▶ **Aim of the task**
Write out the records beneath this line exactly as they appear, minus any images.

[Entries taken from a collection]
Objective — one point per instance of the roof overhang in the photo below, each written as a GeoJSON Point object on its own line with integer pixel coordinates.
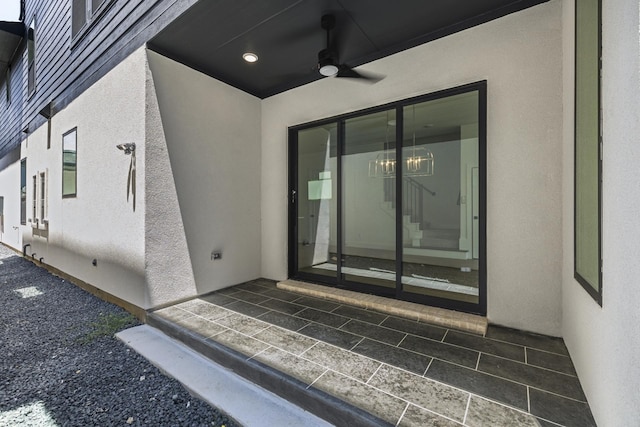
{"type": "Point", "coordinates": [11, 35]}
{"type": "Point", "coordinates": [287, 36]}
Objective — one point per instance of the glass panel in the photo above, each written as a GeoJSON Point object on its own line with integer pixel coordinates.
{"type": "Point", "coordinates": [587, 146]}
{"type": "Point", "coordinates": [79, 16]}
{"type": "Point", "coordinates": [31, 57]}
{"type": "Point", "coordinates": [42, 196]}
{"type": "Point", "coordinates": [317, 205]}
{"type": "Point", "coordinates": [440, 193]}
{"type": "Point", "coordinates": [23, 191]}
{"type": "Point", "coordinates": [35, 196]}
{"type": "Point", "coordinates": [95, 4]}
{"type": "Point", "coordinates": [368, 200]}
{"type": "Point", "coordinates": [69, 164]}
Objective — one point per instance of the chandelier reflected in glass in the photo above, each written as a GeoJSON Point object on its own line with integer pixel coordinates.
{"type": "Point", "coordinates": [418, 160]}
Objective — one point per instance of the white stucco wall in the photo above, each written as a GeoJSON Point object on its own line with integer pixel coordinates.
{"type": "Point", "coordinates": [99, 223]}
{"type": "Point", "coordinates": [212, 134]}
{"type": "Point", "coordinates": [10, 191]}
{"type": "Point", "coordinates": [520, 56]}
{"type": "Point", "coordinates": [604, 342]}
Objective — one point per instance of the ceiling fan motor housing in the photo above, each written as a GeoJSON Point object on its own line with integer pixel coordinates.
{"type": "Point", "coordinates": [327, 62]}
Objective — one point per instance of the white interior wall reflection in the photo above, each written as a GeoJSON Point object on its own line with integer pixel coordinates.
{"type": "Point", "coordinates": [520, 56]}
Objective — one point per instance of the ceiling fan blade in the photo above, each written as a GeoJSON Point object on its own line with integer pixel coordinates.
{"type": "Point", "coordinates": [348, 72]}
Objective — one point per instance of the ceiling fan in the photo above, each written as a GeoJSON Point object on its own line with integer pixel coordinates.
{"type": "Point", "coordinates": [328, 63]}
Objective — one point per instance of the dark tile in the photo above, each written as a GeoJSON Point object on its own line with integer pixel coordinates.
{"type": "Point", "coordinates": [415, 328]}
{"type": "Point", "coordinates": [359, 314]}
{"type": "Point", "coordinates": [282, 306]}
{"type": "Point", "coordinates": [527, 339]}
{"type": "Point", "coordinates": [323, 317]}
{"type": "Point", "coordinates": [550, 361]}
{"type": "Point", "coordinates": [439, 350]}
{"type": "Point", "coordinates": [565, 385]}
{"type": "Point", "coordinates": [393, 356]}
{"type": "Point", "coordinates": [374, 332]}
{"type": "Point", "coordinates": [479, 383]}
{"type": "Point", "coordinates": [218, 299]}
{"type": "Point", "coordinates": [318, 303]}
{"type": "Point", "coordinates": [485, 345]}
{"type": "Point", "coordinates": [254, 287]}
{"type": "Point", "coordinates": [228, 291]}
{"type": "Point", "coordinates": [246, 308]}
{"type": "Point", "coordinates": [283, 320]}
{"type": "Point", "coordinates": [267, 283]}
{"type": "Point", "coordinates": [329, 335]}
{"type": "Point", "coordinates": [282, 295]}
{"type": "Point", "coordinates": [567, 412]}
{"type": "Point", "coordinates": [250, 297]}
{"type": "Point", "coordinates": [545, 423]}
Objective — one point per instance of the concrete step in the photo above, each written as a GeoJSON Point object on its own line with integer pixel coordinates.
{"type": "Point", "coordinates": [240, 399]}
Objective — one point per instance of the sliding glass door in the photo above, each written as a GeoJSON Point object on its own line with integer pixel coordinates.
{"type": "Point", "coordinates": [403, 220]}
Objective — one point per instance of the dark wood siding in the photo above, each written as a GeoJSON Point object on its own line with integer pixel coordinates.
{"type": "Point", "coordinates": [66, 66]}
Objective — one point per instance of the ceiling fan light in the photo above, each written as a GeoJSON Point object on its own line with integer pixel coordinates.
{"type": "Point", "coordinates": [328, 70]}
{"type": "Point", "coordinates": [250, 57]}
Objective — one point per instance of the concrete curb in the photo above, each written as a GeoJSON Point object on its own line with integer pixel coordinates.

▶ **Solution**
Objective — one point per instance of the roof overhang in the photo below, each written as a GeoJSON Point object on its own line with integer pixel coordinates.
{"type": "Point", "coordinates": [11, 35]}
{"type": "Point", "coordinates": [287, 36]}
Objective — one point per instance of the glass panel in the photo above, each written as a GeoJSON Point object on its own line with integer pixel coordinates.
{"type": "Point", "coordinates": [587, 146]}
{"type": "Point", "coordinates": [79, 16]}
{"type": "Point", "coordinates": [31, 57]}
{"type": "Point", "coordinates": [42, 196]}
{"type": "Point", "coordinates": [317, 205]}
{"type": "Point", "coordinates": [440, 193]}
{"type": "Point", "coordinates": [23, 191]}
{"type": "Point", "coordinates": [35, 196]}
{"type": "Point", "coordinates": [95, 4]}
{"type": "Point", "coordinates": [368, 200]}
{"type": "Point", "coordinates": [69, 164]}
Objective — one point per instance of the chandelier reflected in glass in the photo above, each written as a GeoJSON Point object on its own line with integer pixel coordinates.
{"type": "Point", "coordinates": [418, 160]}
Objective — one point per instance of the white stucco wall in the photo above, each written as a GeoJSON Point object on its own line with integer pixel coordinates.
{"type": "Point", "coordinates": [99, 223]}
{"type": "Point", "coordinates": [212, 134]}
{"type": "Point", "coordinates": [10, 191]}
{"type": "Point", "coordinates": [520, 56]}
{"type": "Point", "coordinates": [604, 342]}
Objective — one point per instance of the ceiling fan motor housing in the photo above, each written as a GeoJSON Point object on its own line with integer pixel coordinates.
{"type": "Point", "coordinates": [327, 62]}
Objective — one point per instance of the white interior wall reflection in the photo above, each written as a GeoJSON Point object on its own line with integer pixel coordinates.
{"type": "Point", "coordinates": [520, 56]}
Objective — one point per instance of the ceiling fan blade in the photo above, each written as a GeoJSON Point object on its own line with integer pixel coordinates.
{"type": "Point", "coordinates": [348, 72]}
Objective — one point per instance of the ceiling fan in the photo above, each written as a GeoJSON Point object on its own line with integer pixel coordinates.
{"type": "Point", "coordinates": [328, 63]}
Objective — one point per instance of the dark tile in the photo above, each written as a GeoJSON Point object on its own line with integer pixel coordinates.
{"type": "Point", "coordinates": [415, 328]}
{"type": "Point", "coordinates": [359, 314]}
{"type": "Point", "coordinates": [282, 306]}
{"type": "Point", "coordinates": [527, 339]}
{"type": "Point", "coordinates": [323, 317]}
{"type": "Point", "coordinates": [550, 361]}
{"type": "Point", "coordinates": [439, 350]}
{"type": "Point", "coordinates": [565, 385]}
{"type": "Point", "coordinates": [393, 356]}
{"type": "Point", "coordinates": [374, 332]}
{"type": "Point", "coordinates": [479, 383]}
{"type": "Point", "coordinates": [218, 299]}
{"type": "Point", "coordinates": [318, 303]}
{"type": "Point", "coordinates": [485, 345]}
{"type": "Point", "coordinates": [254, 287]}
{"type": "Point", "coordinates": [228, 291]}
{"type": "Point", "coordinates": [246, 308]}
{"type": "Point", "coordinates": [283, 320]}
{"type": "Point", "coordinates": [267, 283]}
{"type": "Point", "coordinates": [329, 335]}
{"type": "Point", "coordinates": [282, 295]}
{"type": "Point", "coordinates": [567, 412]}
{"type": "Point", "coordinates": [250, 297]}
{"type": "Point", "coordinates": [545, 423]}
Objective — one point per instance of the concrete step in the photo above, each written as a GeoJSON Point object on its own line with integer pixel coordinates.
{"type": "Point", "coordinates": [240, 399]}
Objective — one point per instance of the sliding glass door in the photo above, each written as a GeoJSON Point object on its own line with integer pixel coordinates.
{"type": "Point", "coordinates": [403, 220]}
Objective — one point per instance of the dark wood siding in the photo above, each written as a GeoJSON Point object on its own line with integer pixel coordinates.
{"type": "Point", "coordinates": [66, 66]}
Objective — one point per instance of the ceiling fan light in the photo above, each written as a GeoJSON Point object on its own line with integer pixel coordinates.
{"type": "Point", "coordinates": [328, 70]}
{"type": "Point", "coordinates": [250, 57]}
Objective — one point per instance of the concrete curb in the photo above, each written as a GeoJSON Point object on its own line with integer pixel coordinates.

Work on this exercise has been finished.